▶ [Passage présenté]
'''

Depuis quarante ans, les élus privilégient, sans succès, la rénovation urbaine à l’aspect économique et social. Comment sortir de cet échec? Il faudrait notamment changer de regard sur les minorités, explique le sociologue.

Thomas Kirszbaum Sociologue, chercheur associé à l’Institut des sciences sociales du politique (ENS de Cachan et Université Paris Ouest, CNRS). Spécialiste des politiques urbaines et de lutte contre les discriminations, le sociologue Thomas Kirszbaum estime que le plus urgent pour améliorer la vie des habitants dans les quartiers serait de progresser dans «la redistribution sociale»et changer les représentations.

Après quarante ans de politique de la ville, comment expliquer que la situation des quartiers n’ait pas vraiment évolué ?

'''

▶ [Tâche A]
Répondez aux questions suivantes d'après le texte sur la politique de la ville :
(i) Depuis combien de temps les élus privilégient-ils la rénovation urbaine ?
(ii) Dans quels domaines Thomas Kirszbaum est-il spécialiste ?
(iii) Selon lui, qu'est-ce qui serait le plus urgent pour améliorer la vie des habitants dans les quartiers ?
▶ [Tâche B]
Traduisez en anglais la phrase suivante, tirée du texte sur la politique de la ville : « Après quarante ans de politique de la ville, comment expliquer que la situation des quartiers n’ait pas vraiment évolué ? »
▶ [Tâche C]
Recopiez fidèlement un extrait du texte sur la politique de la ville, en commençant aux mots "Depuis quarante ans, les" et en vous arrêtant après "explique le sociologue.".

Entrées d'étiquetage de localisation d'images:

'''

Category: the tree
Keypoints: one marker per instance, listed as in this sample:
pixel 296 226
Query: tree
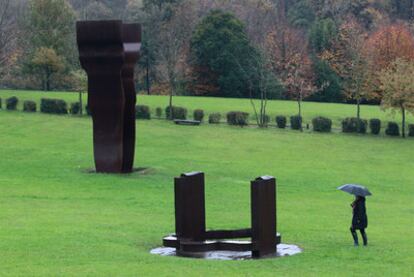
pixel 218 40
pixel 398 88
pixel 173 46
pixel 348 58
pixel 46 62
pixel 293 65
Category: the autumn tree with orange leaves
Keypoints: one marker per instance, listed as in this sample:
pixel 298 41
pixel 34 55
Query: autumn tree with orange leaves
pixel 292 64
pixel 348 59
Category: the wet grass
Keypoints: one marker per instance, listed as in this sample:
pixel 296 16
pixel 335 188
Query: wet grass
pixel 58 219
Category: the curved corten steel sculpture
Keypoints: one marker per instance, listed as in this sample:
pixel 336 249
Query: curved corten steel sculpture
pixel 105 49
pixel 191 237
pixel 132 45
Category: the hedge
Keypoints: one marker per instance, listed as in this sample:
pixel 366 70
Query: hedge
pixel 177 112
pixel 237 118
pixel 354 125
pixel 75 108
pixel 29 106
pixel 11 103
pixel 375 126
pixel 198 115
pixel 214 118
pixel 158 112
pixel 281 121
pixel 53 106
pixel 296 122
pixel 142 112
pixel 393 129
pixel 322 124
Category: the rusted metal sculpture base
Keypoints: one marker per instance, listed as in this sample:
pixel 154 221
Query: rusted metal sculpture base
pixel 190 224
pixel 283 250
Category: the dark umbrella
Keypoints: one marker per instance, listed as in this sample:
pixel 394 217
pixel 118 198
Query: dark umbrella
pixel 357 190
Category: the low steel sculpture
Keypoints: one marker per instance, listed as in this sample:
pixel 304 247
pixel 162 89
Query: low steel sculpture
pixel 108 51
pixel 191 237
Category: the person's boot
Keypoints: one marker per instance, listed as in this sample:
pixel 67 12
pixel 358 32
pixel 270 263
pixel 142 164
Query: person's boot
pixel 365 238
pixel 355 236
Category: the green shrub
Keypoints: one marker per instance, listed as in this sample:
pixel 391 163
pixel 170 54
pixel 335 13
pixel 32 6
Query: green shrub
pixel 322 124
pixel 53 106
pixel 142 112
pixel 237 118
pixel 11 103
pixel 177 112
pixel 375 126
pixel 214 118
pixel 296 122
pixel 75 108
pixel 198 115
pixel 392 129
pixel 158 112
pixel 411 130
pixel 354 125
pixel 281 121
pixel 29 106
pixel 88 110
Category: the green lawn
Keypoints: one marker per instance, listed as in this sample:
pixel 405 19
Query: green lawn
pixel 336 112
pixel 58 220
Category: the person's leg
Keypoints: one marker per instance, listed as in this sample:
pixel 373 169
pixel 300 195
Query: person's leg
pixel 354 235
pixel 364 236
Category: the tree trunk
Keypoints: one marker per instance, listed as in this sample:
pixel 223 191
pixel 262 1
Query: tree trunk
pixel 147 77
pixel 80 104
pixel 403 122
pixel 170 105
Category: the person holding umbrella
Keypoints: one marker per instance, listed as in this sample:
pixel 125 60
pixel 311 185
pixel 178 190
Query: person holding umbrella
pixel 359 214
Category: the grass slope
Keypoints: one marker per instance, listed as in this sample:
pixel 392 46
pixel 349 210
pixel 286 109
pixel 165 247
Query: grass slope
pixel 57 219
pixel 336 112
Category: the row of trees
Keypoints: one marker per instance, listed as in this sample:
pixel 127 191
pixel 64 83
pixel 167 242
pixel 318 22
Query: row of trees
pixel 321 50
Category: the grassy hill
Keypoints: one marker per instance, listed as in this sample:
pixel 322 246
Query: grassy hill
pixel 336 112
pixel 58 219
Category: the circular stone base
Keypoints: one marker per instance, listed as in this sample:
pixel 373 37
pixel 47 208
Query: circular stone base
pixel 282 251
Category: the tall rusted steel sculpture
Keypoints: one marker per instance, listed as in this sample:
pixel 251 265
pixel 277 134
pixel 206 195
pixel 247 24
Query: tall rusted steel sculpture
pixel 107 52
pixel 132 45
pixel 191 236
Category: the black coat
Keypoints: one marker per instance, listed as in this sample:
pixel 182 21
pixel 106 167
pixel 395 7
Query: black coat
pixel 359 217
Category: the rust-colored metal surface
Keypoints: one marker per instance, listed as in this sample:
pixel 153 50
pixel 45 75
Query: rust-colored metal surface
pixel 191 237
pixel 103 56
pixel 132 45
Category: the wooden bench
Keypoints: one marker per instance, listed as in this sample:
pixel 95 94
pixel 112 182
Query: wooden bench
pixel 187 122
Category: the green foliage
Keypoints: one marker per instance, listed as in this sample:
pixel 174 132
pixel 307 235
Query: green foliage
pixel 322 34
pixel 281 121
pixel 214 118
pixel 296 122
pixel 11 103
pixel 322 124
pixel 177 112
pixel 301 14
pixel 221 47
pixel 29 106
pixel 142 112
pixel 237 118
pixel 411 130
pixel 53 106
pixel 354 125
pixel 198 115
pixel 393 129
pixel 75 108
pixel 158 112
pixel 375 126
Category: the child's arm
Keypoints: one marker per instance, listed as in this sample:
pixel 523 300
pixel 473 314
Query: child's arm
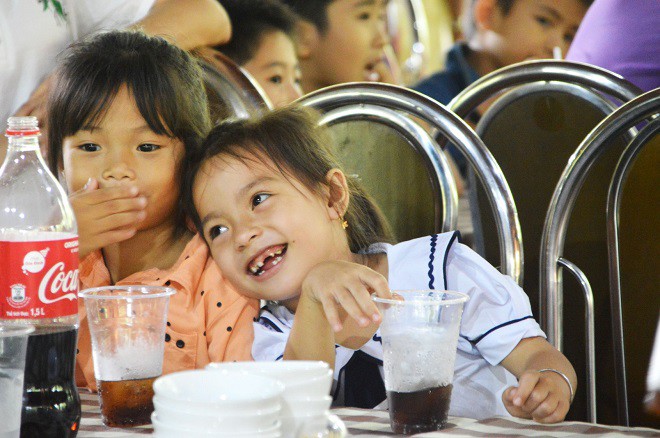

'''

▶ [Réponse rédigée A]
(i) Depuis quarante ans.
(ii) Les politiques urbaines et la lutte contre les discriminations.
(iii) Progresser dans « la redistribution sociale » et changer les représentations.

▶ [Réponse rédigée B]
After forty years of urban policy, how can one explain that the situation in the neighborhoods has not really changed?

▶ [Réponse rédigée C]
Depuis quarante ans, les élus privilégient, sans succès, la rénovation urbaine à l’aspect économique et social. Comment sortir de cet échec? Il faudrait notamment changer de regard sur les minorités, explique le sociologue.